WORK REQUEST. The output is the lines below from the one with "Where can you see the volcanic" through the one with "Where can you see the eroded", both included, printed exactly and with no other line.

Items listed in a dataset
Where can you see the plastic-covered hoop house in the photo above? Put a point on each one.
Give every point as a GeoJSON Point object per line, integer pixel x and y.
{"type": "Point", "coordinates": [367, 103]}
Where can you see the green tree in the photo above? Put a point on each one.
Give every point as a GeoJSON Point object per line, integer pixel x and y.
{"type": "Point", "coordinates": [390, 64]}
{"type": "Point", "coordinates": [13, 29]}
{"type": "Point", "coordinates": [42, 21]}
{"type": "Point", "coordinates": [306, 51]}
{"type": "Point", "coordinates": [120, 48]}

--

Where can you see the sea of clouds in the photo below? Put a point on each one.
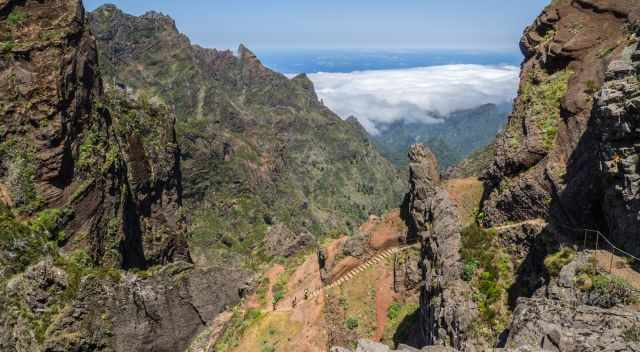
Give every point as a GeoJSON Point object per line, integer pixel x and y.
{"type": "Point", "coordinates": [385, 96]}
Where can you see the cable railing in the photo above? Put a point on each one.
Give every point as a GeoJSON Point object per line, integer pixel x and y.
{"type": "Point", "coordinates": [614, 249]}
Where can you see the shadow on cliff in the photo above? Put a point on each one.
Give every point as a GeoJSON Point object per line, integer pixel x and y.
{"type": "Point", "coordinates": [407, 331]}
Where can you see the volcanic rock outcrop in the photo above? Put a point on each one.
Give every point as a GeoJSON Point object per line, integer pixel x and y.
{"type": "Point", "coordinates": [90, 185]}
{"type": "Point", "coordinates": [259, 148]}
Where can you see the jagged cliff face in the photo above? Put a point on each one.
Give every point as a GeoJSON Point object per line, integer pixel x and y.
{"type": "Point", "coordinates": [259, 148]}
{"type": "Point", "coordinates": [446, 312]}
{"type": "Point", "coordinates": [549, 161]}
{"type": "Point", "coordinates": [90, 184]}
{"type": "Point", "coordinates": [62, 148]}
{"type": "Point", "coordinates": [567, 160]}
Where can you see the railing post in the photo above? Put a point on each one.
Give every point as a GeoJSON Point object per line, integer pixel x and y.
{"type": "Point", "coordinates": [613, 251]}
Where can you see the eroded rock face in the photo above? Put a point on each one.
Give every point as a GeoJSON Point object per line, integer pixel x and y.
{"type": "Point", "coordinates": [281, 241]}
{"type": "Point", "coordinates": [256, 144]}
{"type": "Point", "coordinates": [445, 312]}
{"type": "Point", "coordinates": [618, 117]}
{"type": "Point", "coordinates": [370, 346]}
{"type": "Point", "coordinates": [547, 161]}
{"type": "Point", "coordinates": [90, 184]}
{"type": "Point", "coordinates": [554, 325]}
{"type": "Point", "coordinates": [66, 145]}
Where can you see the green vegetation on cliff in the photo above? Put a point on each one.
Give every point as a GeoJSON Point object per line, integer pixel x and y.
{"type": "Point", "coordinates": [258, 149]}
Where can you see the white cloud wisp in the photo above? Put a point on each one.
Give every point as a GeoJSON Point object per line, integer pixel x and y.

---

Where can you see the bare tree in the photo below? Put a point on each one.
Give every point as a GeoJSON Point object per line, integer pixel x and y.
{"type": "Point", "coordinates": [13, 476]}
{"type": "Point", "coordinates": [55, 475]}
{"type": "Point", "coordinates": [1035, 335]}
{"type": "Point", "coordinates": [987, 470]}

SOLVED EXERCISE.
Where can you see the volcanic rock outcrop in the photo above? Put a point on each one.
Give every point as a GeoJSON Point object per line, integer pixel x and y.
{"type": "Point", "coordinates": [90, 185]}
{"type": "Point", "coordinates": [259, 148]}
Where can you see the jagged cliff face in the photo above? Put a point on each one.
Give every point as a GeoJSON Point object per line, integer pixel x and y.
{"type": "Point", "coordinates": [259, 148]}
{"type": "Point", "coordinates": [446, 312]}
{"type": "Point", "coordinates": [549, 161]}
{"type": "Point", "coordinates": [90, 184]}
{"type": "Point", "coordinates": [62, 148]}
{"type": "Point", "coordinates": [567, 160]}
Where can you see the railing post in the photo above? Put a point on each one.
Give every point as a GeoJSON Point object per line, integer pixel x and y.
{"type": "Point", "coordinates": [613, 251]}
Where can you see the eroded rock face in the photo above? Put a point on each one.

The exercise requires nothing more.